[WORK INSTRUCTIONS]: Return, word for word, only the lines of the data below that lie between the line with "Could you point to the dark" and the line with "Could you point to the wooden chair", those two lines included.
*** Begin section ***
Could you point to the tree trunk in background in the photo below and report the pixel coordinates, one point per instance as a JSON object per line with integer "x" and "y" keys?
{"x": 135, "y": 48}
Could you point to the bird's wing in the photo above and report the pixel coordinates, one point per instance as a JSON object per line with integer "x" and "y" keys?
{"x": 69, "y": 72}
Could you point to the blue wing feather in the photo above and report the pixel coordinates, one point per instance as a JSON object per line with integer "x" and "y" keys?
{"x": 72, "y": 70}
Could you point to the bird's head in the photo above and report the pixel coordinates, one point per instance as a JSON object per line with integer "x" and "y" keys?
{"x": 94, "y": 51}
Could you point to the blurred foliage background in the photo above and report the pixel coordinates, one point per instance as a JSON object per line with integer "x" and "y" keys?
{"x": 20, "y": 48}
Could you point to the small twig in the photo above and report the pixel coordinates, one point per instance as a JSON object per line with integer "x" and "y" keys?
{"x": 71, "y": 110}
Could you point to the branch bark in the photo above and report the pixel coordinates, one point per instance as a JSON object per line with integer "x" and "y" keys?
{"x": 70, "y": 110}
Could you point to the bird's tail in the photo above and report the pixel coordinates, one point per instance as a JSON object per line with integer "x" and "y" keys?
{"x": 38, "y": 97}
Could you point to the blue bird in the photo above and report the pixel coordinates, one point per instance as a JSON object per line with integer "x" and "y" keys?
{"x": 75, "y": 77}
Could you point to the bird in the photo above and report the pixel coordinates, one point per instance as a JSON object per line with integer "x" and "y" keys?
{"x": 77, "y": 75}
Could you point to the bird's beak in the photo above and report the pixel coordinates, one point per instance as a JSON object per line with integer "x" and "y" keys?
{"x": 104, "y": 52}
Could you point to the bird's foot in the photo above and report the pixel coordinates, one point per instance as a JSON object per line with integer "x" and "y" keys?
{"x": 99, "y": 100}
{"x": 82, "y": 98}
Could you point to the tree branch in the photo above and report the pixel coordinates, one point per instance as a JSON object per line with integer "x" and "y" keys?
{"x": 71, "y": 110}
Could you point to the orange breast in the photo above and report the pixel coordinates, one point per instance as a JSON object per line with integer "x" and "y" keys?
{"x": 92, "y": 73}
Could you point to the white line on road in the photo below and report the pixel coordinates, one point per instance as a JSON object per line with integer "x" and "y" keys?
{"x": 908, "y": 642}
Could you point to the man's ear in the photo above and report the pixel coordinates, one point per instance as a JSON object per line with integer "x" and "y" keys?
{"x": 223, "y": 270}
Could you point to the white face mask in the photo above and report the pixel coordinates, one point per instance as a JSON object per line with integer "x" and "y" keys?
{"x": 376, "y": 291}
*** End section ***
*** Begin section ***
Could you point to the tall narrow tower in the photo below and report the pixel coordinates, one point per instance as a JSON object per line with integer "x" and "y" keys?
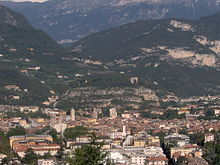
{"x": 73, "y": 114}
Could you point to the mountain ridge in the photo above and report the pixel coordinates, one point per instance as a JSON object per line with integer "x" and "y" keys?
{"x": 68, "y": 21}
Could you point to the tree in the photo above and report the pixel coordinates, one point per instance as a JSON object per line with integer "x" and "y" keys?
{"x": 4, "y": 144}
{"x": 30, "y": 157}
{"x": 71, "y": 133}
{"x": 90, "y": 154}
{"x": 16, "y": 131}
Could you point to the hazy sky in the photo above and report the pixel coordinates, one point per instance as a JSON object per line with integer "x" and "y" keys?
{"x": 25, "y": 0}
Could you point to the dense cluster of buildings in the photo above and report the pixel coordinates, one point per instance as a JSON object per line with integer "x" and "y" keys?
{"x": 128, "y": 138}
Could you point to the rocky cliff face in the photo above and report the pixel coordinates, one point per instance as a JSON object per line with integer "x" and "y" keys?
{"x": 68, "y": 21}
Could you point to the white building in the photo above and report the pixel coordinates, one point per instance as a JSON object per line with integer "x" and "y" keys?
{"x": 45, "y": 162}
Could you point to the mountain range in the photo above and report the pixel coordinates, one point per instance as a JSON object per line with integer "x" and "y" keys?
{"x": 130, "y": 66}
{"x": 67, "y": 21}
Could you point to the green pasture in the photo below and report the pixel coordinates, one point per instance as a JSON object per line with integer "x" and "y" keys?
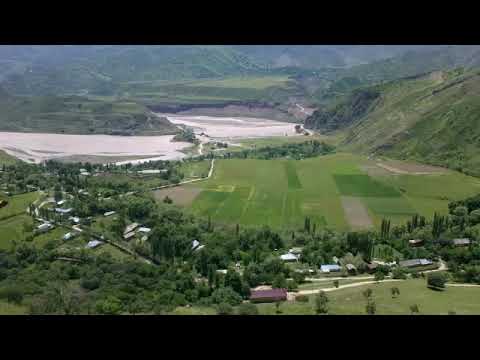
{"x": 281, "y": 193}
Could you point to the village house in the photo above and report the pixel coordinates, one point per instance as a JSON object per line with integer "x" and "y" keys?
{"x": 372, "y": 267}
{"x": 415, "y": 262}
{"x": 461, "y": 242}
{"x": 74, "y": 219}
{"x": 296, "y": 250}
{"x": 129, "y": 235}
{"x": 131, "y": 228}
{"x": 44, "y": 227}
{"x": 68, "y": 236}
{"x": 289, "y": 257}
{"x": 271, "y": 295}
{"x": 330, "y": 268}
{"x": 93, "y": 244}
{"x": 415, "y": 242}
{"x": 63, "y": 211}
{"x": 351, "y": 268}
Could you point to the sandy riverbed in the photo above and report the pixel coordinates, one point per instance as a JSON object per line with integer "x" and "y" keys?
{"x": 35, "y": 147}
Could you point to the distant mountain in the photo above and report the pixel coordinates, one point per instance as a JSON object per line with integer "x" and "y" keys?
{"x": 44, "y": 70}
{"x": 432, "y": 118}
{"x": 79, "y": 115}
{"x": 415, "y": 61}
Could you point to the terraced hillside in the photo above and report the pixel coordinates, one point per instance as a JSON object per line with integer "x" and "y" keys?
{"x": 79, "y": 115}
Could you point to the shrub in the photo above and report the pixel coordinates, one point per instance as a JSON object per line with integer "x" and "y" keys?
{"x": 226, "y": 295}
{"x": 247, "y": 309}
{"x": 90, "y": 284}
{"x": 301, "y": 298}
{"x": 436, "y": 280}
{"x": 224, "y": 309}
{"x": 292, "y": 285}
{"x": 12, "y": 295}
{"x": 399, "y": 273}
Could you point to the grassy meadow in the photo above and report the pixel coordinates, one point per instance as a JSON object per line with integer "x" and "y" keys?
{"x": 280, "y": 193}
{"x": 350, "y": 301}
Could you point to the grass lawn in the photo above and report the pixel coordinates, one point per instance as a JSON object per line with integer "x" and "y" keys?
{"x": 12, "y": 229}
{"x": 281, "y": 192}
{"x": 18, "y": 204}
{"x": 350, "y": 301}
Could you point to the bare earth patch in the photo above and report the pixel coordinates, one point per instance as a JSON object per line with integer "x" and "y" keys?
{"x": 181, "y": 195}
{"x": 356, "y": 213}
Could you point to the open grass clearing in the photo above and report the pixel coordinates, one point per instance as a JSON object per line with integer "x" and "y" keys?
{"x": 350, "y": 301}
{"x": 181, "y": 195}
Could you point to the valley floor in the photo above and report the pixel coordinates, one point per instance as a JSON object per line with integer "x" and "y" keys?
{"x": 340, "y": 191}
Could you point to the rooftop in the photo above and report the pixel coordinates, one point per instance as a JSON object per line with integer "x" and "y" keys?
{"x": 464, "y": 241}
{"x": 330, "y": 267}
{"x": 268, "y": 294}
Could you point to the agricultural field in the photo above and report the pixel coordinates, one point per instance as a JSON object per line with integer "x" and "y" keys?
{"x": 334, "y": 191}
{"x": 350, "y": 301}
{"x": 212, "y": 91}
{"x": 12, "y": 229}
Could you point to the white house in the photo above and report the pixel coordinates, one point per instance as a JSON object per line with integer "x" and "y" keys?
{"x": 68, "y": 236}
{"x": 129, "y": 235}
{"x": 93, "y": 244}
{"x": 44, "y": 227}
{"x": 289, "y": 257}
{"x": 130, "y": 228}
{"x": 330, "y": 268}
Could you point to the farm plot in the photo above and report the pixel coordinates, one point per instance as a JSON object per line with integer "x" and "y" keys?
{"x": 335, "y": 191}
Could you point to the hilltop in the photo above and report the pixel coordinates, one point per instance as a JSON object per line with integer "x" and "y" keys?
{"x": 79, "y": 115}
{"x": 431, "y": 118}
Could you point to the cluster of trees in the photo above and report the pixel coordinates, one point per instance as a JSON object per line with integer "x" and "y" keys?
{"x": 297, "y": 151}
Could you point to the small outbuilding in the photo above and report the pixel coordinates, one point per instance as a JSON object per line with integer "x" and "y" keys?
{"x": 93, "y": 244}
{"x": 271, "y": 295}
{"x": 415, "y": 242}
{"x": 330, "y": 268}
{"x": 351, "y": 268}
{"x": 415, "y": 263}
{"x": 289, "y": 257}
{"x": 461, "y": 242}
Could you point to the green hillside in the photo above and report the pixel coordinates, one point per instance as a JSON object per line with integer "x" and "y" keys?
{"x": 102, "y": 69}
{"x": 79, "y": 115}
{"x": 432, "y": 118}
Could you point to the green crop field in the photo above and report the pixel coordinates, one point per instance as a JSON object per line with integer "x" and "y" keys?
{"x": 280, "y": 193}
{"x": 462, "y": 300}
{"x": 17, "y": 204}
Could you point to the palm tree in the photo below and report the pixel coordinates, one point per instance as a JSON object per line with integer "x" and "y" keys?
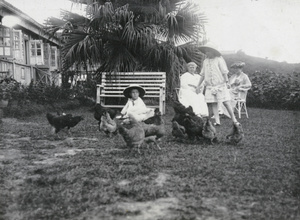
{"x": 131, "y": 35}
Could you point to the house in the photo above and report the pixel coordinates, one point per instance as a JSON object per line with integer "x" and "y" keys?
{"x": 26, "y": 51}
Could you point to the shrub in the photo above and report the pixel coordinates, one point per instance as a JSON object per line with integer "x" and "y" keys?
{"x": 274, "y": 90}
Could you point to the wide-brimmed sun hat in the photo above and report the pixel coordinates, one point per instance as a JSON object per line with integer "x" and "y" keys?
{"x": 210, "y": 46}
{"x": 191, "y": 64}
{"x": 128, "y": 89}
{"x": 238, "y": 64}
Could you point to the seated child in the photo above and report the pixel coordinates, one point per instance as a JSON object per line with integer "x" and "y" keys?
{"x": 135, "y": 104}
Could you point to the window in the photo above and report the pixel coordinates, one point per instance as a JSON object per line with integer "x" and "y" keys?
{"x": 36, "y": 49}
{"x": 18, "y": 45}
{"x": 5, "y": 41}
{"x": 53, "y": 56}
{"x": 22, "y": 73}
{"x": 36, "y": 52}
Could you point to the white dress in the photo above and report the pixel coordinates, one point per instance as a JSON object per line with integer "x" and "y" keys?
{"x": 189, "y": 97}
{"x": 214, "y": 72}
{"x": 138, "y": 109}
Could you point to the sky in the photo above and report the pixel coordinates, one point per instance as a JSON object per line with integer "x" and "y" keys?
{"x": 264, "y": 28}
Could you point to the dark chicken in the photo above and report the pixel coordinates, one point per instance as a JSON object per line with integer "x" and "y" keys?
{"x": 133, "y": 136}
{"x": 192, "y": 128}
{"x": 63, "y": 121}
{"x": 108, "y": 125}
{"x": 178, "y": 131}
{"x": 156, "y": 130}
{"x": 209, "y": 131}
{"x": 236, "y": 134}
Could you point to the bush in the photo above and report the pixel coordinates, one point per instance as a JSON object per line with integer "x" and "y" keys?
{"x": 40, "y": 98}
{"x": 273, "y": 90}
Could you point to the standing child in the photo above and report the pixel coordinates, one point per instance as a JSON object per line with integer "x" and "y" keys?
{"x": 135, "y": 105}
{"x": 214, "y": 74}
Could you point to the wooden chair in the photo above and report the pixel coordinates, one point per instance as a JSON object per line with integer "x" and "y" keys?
*** End section ***
*** Begin section ***
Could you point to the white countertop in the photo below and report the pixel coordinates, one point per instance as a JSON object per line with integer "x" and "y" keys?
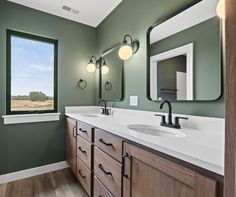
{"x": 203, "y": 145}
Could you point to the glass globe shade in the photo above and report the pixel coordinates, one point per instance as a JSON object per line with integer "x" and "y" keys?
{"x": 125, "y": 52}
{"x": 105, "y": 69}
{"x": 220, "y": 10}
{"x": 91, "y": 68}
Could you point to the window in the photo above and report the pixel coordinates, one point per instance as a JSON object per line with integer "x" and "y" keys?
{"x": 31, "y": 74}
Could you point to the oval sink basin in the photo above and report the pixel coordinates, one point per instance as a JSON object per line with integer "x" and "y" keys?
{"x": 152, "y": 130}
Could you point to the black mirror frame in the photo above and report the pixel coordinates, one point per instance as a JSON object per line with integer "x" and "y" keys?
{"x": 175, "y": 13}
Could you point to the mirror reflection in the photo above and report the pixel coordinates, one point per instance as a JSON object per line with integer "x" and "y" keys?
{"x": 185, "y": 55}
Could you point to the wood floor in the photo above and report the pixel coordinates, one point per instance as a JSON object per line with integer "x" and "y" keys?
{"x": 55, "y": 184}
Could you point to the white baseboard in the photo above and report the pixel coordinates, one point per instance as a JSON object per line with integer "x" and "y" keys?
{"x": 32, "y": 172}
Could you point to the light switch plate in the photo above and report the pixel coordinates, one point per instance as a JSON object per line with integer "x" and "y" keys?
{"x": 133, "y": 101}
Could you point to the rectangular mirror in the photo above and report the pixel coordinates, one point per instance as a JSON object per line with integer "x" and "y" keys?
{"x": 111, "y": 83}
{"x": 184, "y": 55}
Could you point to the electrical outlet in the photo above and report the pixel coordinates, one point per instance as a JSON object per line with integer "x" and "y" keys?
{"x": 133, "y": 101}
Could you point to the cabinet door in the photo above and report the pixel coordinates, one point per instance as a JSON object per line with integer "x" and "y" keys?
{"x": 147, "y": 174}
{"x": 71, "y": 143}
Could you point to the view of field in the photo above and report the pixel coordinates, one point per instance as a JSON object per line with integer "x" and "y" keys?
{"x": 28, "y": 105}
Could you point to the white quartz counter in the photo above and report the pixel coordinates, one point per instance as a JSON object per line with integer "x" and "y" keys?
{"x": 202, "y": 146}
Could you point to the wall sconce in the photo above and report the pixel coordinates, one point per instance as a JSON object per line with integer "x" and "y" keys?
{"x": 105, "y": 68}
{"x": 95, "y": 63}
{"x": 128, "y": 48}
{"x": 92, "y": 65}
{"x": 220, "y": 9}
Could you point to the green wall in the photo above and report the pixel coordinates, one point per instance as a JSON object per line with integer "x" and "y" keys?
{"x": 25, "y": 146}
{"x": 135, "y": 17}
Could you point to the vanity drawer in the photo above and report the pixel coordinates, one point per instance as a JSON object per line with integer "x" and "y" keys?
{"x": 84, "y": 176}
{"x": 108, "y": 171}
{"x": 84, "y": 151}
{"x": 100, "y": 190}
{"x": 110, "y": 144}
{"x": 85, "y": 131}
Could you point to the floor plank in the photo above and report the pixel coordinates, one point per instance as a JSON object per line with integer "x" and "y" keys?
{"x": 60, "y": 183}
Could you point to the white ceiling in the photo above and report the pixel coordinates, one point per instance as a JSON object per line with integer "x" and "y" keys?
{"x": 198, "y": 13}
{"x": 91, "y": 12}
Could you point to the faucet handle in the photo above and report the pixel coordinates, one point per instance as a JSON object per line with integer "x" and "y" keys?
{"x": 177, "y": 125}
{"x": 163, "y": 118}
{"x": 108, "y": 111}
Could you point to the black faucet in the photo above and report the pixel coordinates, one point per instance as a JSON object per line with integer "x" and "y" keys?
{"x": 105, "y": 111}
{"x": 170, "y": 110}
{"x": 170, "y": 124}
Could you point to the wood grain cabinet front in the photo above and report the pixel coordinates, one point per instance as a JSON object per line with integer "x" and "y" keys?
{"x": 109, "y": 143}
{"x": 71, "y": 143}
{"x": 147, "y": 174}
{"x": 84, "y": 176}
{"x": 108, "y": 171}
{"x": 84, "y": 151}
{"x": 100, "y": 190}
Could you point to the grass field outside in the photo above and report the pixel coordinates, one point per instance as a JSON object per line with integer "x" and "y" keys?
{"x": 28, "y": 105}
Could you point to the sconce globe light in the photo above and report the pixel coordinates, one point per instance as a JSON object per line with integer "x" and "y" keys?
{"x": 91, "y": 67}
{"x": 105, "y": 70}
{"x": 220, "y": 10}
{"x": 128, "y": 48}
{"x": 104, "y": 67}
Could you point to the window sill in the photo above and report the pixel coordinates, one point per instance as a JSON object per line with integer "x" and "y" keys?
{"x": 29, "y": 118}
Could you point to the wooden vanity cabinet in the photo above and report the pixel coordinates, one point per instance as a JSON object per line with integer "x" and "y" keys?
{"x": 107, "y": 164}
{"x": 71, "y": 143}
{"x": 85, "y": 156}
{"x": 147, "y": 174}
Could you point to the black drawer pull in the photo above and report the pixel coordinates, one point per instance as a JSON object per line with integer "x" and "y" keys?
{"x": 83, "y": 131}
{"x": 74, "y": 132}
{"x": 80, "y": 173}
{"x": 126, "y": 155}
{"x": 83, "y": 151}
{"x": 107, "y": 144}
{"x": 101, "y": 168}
*** End section ***
[EXERCISE OUTPUT]:
Could you point to the dark chicken in the photo above and report the pixel coordinates, one point per instance as a JSON object per line with integer "x" and "y" keys?
{"x": 133, "y": 136}
{"x": 192, "y": 128}
{"x": 63, "y": 121}
{"x": 108, "y": 125}
{"x": 178, "y": 131}
{"x": 156, "y": 130}
{"x": 209, "y": 131}
{"x": 236, "y": 134}
Could you point to the bush in the photo above and report the pixel coordinates, one point per instance as a JSON object per line with integer "x" and "y" keys?
{"x": 40, "y": 98}
{"x": 273, "y": 90}
Could you point to the standing child in the photo above and report the pixel coordinates, one point per instance as a JSON object per line with integer "x" and "y" keys?
{"x": 135, "y": 105}
{"x": 214, "y": 74}
Could you point to the wooden chair in the photo above and report the pixel coordinates, one point per instance as a JSON object per line with integer "x" and "y" keys?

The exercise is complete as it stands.